(Given task)
Please output exactly the run of lines that starts at the line with "Return one point per instance of the woman in" and ends at the last line of the records below.

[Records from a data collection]
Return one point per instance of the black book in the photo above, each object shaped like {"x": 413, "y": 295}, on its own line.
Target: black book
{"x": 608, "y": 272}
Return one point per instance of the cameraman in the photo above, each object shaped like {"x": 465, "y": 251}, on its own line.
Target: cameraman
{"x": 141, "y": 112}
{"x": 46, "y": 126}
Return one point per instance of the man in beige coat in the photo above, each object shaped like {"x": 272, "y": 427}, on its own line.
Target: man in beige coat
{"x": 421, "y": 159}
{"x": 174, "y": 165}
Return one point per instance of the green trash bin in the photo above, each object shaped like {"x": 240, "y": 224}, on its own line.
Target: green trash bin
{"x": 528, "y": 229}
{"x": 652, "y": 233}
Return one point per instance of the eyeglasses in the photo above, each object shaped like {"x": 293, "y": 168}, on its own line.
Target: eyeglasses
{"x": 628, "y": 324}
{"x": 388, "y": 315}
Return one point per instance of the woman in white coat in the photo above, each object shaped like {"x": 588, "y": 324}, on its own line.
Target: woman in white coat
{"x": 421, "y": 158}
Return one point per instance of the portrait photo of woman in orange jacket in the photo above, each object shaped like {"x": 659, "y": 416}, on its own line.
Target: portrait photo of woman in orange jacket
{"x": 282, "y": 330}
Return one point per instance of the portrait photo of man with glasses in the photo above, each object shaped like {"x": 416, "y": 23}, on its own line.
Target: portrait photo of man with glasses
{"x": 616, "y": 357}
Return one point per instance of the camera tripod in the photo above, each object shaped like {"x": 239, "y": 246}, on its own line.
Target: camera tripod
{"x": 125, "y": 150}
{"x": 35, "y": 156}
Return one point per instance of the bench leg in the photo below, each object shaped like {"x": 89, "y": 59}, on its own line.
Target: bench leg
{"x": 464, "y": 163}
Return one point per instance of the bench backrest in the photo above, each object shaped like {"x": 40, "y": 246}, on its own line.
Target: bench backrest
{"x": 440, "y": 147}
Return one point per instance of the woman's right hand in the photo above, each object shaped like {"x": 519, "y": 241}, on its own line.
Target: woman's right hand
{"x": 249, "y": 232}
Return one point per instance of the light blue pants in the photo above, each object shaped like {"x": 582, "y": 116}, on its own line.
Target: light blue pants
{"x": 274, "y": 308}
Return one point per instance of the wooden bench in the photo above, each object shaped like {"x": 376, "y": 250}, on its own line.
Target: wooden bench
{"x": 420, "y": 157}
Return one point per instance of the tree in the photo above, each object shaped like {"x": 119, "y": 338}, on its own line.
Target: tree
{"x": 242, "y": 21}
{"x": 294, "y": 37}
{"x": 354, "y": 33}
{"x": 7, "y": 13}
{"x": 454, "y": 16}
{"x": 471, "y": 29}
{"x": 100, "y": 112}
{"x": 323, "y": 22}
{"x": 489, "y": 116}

(Reply)
Return one point per instance of the woman in white coat in the photo above, each object shaped like {"x": 588, "y": 324}, on its own line.
Target: woman in white coat
{"x": 421, "y": 158}
Return one point per instance of the portrait photo of woman in orange jacket in the photo above, each object shaped like {"x": 659, "y": 416}, on its own line.
Target: portrait photo of woman in orange jacket
{"x": 282, "y": 330}
Return one point per instance of the portrait photo of man with glasses in the photo above, each object shaped like {"x": 416, "y": 23}, on its own line.
Target: portrait photo of man with glasses
{"x": 616, "y": 357}
Return one point per instance of the camera tripod in the photo above, each object shaped like {"x": 239, "y": 246}, on its own line.
Target: camera tripod
{"x": 125, "y": 150}
{"x": 35, "y": 156}
Return one point per instance of the bench leg in the photo below, each object shaped like {"x": 89, "y": 59}, on its own line.
Target: bench leg
{"x": 464, "y": 163}
Return one point per instance of the bench backrest in the photo above, each object shaped like {"x": 40, "y": 246}, on its own line.
Target: bench backrest
{"x": 440, "y": 147}
Return one point per instance of the woman's right hand in the photo above, each object shaped like {"x": 519, "y": 241}, on its own line.
Target: woman's right hand
{"x": 249, "y": 232}
Return one point per instance of the light blue pants in the photo above, each object shaped like {"x": 582, "y": 116}, on its own line.
Target: light blue pants
{"x": 274, "y": 308}
Return one point per instance of the wooden bench in the photo above, each object shaped like {"x": 376, "y": 250}, on its own line.
Target: wooden bench
{"x": 420, "y": 157}
Return one point per instance of the tree in the photo above, each object shaped like {"x": 119, "y": 338}, on its own line.
Target: tree
{"x": 242, "y": 21}
{"x": 294, "y": 37}
{"x": 354, "y": 33}
{"x": 7, "y": 13}
{"x": 454, "y": 16}
{"x": 471, "y": 29}
{"x": 100, "y": 112}
{"x": 323, "y": 22}
{"x": 489, "y": 116}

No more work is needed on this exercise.